## TASK ITEM:
Substitute "coarse mask" for each occurrence of "rough mask" in the stretch from the start of the entries through the line containing "182L5 185V203L9 225H14L23", and give those lines again with nothing else changed.

[Dataset entries]

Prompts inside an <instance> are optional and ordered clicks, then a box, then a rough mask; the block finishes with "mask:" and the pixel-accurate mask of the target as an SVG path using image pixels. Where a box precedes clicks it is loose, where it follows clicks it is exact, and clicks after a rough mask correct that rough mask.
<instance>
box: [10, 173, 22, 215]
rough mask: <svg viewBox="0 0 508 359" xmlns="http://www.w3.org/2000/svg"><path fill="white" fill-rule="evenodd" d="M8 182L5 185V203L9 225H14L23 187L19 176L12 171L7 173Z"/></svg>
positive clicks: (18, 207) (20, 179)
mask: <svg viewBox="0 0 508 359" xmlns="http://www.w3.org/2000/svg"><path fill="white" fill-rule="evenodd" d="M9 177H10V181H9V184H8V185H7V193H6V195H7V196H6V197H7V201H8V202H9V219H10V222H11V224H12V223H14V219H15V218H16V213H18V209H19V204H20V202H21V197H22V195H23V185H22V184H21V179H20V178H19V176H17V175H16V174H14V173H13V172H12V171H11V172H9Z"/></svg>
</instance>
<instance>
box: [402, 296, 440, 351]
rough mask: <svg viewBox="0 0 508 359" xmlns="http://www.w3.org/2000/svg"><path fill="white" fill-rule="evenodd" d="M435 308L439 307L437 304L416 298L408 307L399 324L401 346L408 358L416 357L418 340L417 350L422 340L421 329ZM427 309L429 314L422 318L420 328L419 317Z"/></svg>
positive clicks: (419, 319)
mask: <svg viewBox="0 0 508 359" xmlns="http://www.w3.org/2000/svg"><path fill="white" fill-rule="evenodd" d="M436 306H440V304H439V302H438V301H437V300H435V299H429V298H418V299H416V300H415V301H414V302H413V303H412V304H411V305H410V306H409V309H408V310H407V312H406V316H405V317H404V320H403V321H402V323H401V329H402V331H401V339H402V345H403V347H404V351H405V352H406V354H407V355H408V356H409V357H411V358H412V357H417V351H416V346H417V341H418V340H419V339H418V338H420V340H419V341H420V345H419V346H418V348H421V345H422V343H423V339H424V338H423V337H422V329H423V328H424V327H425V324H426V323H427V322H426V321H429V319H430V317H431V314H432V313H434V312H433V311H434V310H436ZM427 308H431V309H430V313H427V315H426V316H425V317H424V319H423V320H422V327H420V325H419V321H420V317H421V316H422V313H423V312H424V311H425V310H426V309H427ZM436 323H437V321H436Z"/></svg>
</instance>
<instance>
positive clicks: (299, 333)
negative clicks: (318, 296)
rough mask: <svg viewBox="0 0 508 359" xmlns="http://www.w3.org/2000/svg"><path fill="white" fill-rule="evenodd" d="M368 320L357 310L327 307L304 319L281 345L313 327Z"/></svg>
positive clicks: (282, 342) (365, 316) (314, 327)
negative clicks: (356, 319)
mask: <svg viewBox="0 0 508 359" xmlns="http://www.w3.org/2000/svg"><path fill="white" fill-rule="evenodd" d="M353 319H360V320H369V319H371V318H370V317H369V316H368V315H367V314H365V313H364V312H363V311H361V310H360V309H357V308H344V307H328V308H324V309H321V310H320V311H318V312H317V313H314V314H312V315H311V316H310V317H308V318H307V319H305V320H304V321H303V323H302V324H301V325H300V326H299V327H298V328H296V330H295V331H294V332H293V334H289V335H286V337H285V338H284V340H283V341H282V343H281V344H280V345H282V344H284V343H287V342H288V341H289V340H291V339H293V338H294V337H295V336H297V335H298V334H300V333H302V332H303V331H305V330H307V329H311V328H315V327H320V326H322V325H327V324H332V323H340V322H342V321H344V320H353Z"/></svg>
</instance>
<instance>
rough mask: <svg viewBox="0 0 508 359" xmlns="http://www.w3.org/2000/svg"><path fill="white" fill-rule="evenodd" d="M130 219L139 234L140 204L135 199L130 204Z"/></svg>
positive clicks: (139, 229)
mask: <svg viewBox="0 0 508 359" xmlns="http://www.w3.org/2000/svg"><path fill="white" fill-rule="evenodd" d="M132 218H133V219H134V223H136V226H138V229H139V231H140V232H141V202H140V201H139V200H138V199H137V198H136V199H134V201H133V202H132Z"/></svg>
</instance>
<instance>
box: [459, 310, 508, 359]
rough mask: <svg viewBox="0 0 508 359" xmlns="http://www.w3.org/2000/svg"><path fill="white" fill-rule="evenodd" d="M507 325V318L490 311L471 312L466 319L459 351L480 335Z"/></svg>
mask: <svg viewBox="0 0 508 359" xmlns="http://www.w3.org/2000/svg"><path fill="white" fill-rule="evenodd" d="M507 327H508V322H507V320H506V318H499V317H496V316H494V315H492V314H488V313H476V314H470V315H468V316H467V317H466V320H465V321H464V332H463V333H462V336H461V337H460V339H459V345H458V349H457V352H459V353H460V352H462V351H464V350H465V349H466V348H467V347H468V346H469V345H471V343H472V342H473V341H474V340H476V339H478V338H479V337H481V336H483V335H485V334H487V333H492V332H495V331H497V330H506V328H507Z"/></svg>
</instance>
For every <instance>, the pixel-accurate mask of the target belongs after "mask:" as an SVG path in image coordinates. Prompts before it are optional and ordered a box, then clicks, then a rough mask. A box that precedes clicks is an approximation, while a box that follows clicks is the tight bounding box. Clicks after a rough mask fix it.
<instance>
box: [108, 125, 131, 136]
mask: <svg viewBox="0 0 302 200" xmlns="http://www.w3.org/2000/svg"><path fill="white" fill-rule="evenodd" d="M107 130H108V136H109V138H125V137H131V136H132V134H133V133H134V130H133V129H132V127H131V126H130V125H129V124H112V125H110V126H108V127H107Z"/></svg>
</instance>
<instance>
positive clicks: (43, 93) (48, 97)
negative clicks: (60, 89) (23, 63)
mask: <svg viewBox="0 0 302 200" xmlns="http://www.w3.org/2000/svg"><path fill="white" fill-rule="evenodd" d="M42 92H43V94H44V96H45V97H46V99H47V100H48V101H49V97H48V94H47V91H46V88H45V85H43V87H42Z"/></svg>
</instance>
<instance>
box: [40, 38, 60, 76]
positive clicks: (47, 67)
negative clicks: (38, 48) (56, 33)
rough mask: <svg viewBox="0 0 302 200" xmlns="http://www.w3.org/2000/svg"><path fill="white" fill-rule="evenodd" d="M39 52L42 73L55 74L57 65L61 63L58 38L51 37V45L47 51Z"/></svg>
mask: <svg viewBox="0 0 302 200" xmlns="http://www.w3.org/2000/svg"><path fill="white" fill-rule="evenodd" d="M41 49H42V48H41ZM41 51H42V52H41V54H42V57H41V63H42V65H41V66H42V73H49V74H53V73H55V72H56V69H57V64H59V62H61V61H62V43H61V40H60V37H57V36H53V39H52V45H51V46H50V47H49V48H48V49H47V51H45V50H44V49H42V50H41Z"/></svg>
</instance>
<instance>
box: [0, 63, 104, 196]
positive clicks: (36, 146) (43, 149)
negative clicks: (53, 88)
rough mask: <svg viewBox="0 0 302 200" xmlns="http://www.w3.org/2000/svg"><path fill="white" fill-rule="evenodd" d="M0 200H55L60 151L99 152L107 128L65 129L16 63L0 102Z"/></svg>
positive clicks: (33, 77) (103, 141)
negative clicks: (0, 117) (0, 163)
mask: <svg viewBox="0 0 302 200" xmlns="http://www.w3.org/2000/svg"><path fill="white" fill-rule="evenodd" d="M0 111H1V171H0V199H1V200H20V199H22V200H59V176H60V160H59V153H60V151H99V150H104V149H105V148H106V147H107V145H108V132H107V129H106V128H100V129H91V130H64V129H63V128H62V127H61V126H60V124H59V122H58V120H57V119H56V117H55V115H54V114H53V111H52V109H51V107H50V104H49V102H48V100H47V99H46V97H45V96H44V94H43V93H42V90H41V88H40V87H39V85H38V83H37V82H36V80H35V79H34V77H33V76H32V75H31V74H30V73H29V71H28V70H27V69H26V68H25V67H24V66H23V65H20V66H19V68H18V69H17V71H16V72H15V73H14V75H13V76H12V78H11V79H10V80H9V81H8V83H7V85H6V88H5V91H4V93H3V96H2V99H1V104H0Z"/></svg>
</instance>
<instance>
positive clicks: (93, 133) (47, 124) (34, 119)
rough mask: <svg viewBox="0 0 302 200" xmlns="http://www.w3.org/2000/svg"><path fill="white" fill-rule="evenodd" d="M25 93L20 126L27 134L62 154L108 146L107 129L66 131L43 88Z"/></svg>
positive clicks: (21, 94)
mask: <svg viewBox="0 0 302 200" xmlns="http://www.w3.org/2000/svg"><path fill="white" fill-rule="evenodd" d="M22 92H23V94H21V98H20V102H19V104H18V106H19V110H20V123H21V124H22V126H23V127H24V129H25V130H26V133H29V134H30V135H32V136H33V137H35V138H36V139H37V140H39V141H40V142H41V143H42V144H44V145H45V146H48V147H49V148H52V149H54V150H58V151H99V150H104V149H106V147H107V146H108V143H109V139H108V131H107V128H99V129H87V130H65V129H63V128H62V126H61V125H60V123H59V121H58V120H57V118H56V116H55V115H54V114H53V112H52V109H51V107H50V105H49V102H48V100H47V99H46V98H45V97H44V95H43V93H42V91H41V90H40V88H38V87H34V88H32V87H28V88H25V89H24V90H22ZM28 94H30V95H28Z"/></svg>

## ANSWER FOR THE TASK:
Prompts inside an <instance> are optional and ordered clicks, then a box, then a coarse mask; the block finishes with "mask:" and the pixel-accurate mask of the target as an SVG path using image pixels. Where a box precedes clicks it is loose, where it follows clicks it is exact, and clicks after a coarse mask correct that coarse mask.
<instance>
box: [10, 173, 22, 215]
coarse mask: <svg viewBox="0 0 508 359" xmlns="http://www.w3.org/2000/svg"><path fill="white" fill-rule="evenodd" d="M8 182L5 185V203L9 225H14L23 187L19 176L12 171L7 173Z"/></svg>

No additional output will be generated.